- Exercise objective -
From the entries below, return only the lines starting at the one that contains "Where can the parked" and ending at the one that contains "Where can the black fender", exactly as they stand.

Stored data entries:
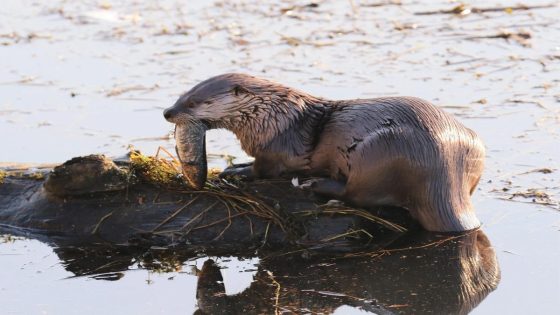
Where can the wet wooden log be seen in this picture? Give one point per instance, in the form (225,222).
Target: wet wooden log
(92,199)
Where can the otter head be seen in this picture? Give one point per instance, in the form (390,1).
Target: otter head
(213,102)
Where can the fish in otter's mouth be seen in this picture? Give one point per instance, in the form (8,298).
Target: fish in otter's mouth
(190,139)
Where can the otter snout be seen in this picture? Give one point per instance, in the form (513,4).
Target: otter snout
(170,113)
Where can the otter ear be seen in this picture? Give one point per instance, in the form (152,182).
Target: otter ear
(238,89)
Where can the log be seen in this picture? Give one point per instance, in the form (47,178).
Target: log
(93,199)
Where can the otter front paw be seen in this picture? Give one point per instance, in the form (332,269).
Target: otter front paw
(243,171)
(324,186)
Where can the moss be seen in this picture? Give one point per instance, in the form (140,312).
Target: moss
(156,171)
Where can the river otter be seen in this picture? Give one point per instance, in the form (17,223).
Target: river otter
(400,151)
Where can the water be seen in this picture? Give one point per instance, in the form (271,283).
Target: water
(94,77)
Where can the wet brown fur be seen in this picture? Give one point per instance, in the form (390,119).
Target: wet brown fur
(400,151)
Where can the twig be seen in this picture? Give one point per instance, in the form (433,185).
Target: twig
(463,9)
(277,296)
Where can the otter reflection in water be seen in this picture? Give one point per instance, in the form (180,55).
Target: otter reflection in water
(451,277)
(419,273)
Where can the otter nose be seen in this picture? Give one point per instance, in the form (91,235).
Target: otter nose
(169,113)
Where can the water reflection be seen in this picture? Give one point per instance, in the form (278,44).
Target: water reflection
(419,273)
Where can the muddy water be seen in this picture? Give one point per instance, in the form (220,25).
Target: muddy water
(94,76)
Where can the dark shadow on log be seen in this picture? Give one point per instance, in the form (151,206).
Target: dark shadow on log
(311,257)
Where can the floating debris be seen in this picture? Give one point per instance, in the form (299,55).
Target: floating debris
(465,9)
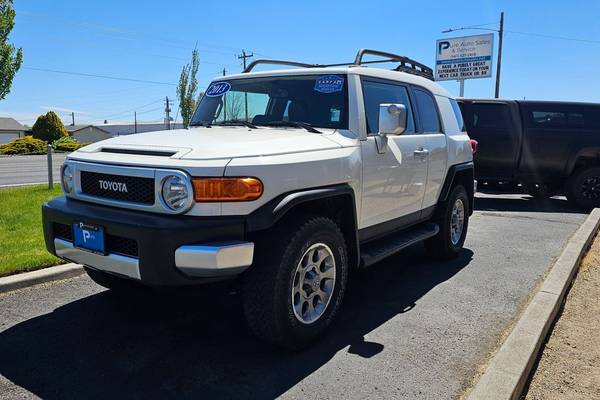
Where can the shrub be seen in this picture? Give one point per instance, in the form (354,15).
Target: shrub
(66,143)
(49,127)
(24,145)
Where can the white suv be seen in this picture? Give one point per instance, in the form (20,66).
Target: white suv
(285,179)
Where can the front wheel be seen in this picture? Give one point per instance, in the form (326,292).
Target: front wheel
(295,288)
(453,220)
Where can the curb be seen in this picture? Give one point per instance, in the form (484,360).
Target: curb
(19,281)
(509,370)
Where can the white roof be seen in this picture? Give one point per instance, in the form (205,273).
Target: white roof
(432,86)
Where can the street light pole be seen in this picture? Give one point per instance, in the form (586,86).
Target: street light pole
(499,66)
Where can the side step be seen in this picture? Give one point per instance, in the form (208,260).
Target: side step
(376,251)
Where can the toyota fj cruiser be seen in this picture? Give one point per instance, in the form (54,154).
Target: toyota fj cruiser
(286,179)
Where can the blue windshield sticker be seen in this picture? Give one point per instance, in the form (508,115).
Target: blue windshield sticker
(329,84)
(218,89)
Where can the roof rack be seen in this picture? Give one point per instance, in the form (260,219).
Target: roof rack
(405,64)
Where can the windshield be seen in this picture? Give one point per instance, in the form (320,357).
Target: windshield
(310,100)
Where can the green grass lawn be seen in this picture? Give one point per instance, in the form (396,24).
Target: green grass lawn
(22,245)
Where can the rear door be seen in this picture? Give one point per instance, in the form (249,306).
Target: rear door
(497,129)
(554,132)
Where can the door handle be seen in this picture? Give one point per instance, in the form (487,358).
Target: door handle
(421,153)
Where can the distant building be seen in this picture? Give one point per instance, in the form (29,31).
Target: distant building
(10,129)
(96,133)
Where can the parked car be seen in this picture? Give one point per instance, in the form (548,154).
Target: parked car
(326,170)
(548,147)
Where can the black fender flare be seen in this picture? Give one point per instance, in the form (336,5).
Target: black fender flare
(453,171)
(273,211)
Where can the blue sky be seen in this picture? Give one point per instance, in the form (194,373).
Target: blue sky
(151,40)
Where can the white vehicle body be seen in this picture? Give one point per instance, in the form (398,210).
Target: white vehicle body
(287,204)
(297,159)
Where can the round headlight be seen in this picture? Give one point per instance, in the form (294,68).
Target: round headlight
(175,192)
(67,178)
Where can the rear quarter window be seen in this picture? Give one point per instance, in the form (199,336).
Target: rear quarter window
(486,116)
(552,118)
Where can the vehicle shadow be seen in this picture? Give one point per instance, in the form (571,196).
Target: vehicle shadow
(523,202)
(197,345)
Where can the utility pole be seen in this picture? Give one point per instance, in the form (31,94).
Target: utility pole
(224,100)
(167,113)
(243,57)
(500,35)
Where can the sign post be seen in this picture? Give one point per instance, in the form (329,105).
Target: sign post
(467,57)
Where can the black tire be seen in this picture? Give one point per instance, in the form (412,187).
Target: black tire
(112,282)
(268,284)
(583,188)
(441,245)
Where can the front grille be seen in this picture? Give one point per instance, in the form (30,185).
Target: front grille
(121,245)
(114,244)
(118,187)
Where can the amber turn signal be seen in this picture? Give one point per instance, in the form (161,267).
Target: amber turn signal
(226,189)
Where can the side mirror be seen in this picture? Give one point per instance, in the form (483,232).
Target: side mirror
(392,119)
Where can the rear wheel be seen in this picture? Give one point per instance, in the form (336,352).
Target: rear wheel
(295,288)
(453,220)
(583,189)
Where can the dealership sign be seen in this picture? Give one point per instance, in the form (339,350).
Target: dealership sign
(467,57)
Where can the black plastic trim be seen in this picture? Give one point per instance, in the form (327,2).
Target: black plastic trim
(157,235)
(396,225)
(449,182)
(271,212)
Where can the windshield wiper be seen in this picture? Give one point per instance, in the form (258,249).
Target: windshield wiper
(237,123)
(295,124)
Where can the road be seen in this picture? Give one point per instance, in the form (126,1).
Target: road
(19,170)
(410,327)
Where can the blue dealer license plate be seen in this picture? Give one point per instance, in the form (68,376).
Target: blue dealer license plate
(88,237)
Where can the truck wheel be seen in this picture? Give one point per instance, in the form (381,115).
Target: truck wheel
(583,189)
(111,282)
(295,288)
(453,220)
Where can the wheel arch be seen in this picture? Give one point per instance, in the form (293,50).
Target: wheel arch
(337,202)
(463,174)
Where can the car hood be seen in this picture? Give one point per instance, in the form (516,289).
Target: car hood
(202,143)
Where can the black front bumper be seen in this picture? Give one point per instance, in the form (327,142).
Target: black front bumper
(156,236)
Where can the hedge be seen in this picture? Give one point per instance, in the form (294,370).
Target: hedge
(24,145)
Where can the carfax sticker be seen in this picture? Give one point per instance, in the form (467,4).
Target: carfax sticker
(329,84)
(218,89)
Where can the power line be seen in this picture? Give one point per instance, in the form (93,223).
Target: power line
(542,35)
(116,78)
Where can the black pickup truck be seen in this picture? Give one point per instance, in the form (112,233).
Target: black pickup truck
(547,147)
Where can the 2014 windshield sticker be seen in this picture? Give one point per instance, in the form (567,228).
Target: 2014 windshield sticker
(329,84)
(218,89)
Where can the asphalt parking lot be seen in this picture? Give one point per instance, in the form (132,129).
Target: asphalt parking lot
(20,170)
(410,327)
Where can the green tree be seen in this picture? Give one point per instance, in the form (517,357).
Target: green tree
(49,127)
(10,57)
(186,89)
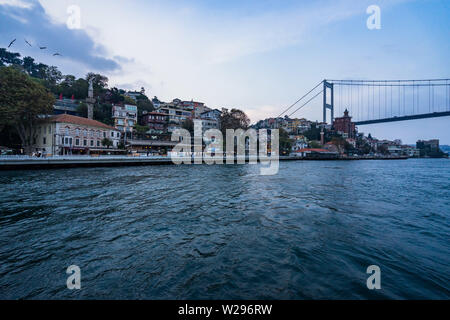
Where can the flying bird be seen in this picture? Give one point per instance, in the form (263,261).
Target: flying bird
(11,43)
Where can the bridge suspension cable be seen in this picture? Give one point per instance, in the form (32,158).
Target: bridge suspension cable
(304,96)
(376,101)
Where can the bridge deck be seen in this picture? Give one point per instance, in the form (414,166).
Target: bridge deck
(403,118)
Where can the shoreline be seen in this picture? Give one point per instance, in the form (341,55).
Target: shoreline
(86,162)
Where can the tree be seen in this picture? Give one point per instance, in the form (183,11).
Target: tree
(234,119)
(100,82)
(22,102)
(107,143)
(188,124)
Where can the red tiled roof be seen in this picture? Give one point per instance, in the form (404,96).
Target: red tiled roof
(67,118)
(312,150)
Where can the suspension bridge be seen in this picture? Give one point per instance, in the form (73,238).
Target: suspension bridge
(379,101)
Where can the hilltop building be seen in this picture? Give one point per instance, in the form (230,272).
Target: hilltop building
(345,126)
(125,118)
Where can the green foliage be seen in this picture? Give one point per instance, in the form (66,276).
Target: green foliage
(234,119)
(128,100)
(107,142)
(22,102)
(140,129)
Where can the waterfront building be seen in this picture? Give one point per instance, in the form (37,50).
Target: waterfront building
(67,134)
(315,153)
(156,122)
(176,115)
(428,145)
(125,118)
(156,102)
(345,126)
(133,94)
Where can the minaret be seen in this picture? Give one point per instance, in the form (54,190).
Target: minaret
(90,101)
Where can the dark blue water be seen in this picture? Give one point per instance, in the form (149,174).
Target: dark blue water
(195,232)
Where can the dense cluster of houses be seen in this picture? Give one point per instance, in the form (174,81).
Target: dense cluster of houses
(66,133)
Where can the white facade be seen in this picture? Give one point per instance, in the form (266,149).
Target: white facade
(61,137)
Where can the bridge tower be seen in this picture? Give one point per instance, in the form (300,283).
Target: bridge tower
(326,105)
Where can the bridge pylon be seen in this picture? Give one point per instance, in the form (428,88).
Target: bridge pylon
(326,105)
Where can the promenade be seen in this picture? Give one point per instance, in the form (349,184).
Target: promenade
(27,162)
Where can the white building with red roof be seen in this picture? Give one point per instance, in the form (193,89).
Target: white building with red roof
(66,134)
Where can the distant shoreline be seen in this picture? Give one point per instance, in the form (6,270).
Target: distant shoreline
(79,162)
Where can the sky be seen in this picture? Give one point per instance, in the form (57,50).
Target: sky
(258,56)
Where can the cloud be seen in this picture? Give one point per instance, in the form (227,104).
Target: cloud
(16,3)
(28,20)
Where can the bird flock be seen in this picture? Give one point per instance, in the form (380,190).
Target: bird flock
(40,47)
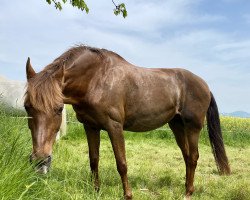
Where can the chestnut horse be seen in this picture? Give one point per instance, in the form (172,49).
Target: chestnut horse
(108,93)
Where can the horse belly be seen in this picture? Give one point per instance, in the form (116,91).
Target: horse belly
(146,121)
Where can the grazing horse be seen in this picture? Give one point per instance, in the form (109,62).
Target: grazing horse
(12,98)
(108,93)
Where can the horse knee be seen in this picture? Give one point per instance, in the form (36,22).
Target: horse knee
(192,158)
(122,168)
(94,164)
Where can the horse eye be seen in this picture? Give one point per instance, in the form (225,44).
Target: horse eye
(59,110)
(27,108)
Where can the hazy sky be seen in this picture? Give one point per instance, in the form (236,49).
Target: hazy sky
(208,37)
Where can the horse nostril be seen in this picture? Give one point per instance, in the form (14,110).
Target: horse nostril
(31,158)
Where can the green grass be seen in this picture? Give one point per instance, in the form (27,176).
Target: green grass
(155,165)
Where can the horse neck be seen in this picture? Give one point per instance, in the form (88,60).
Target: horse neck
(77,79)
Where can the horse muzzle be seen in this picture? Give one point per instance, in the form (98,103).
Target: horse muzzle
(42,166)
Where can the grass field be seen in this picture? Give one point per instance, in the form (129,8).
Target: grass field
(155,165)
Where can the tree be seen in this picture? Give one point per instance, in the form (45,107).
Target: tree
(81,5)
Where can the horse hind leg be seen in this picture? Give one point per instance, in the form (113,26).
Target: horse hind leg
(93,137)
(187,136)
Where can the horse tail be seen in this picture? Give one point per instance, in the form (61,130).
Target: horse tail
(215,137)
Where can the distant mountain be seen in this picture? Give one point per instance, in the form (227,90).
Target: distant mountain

- Expected answer -
Where can the parked car be seen in this picture? Give one point per instance, in the form (548,154).
Target: parked car
(326,170)
(548,147)
Where can the black fender flare be seen in this picture? Give one point per instance, in the form (336,5).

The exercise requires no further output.